| Page text |
■ ■ ■ ■ ■

The paper is authored by economist Catherine McBride, retired engineer and consultant David Turver and public relations consultant Brian Monteith.  It demonstrates how the Government’s Net Zero policies are destroying the foundations of the UK economy and provides recommendations on how Net Zero could be reversed.

Because this paper is important in revealing some home truths, we are reproducing it in a series of articles, more manageable chunks if you will, so that, hopefully, more will read it, or at least read part of it.  We have made some minor edits for readability purposes.  For those who choose to read the paper in one sitting, you can do so HERE.


Chapter 4: Gas use in electricity, heating, chemicals and fertilisers

By Great British Business Council, 1 April 2026

Introduction

In 2004, UK gas production was equal to UK consumption; by 2024, UK gas production had fallen to about half of UK consumption, even though UK consumption had fallen by 40% over the same period. The biggest falls in consumption have been in industrial consumption and electricity generation, both now about half their 2004 levels. Surprisingly, UK imports account for about two-thirds of UK consumption because the UK acts as a land bridge for Norwegian gas and US LNG to reach Belgium, Ireland and the Netherlands via UK pipelines.

In 2024, the UK consumed 683,947 GWh of methane, of which

  • 37% was used for domestic heating,
  • 26% for electricity generation,
  • 12% for industrial uses,
  • 11% in other energy industries, and
  • 13% for services.

In 2024, UK domestic methane production was 343,858 GWh, of which 118,427 GWh was exported and 453,301 GWh was imported.

■ ■ ■ ■ ■

(Data listing)
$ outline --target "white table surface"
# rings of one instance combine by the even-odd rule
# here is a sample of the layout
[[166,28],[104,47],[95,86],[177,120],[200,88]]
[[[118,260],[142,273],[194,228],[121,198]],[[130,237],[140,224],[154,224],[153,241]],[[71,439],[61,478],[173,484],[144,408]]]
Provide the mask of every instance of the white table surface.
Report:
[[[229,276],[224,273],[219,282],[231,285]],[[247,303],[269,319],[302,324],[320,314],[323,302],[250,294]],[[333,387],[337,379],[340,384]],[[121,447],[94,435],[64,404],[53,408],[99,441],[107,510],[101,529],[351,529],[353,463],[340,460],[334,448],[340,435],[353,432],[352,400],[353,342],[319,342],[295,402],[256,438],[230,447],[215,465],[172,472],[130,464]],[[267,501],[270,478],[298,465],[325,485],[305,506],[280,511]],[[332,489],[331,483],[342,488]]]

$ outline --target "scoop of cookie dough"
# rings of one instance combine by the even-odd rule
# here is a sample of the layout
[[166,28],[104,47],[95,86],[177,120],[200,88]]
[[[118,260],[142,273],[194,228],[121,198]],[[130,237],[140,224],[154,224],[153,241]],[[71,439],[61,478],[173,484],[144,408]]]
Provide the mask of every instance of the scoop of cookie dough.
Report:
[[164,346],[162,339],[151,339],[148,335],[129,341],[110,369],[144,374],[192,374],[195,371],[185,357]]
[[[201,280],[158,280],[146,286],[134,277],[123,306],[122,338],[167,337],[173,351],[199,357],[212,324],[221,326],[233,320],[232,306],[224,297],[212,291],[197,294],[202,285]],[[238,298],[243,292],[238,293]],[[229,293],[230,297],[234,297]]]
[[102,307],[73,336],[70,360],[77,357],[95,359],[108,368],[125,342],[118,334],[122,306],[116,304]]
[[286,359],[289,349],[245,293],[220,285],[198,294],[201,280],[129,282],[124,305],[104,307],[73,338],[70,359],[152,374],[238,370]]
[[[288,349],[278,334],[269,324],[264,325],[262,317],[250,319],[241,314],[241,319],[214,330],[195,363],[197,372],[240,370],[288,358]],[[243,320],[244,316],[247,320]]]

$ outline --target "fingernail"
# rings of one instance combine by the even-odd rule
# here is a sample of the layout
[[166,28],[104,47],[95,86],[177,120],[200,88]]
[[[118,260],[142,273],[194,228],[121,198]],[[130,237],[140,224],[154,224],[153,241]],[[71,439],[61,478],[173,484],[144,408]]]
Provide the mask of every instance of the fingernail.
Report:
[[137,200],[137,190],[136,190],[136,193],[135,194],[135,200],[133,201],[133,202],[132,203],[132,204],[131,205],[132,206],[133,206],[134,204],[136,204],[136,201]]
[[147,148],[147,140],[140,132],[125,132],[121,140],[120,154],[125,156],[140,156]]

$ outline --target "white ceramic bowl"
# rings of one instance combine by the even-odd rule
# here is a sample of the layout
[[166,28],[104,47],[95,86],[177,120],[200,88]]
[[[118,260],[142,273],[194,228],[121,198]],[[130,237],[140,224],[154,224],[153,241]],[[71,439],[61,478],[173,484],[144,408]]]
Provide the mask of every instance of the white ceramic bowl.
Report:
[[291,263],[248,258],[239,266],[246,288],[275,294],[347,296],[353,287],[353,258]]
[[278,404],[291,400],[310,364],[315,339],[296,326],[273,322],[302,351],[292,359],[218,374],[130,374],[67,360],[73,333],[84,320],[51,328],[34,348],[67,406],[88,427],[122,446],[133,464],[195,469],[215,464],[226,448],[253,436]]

■ ■ ■ ■ ■

| Stated problem 1 |
In the article, what percentage of the methane the UK consumed in 2024 was used for electricity generation?
| Stated problem 2 |
Locate every line of the rows that contains the string "surface" and copy each of those lines.
The article and the rows are unrelated pieces of material.

| Task response 1 |
26%

| Task response 2 |
$ outline --target "white table surface"
Provide the mask of every instance of the white table surface.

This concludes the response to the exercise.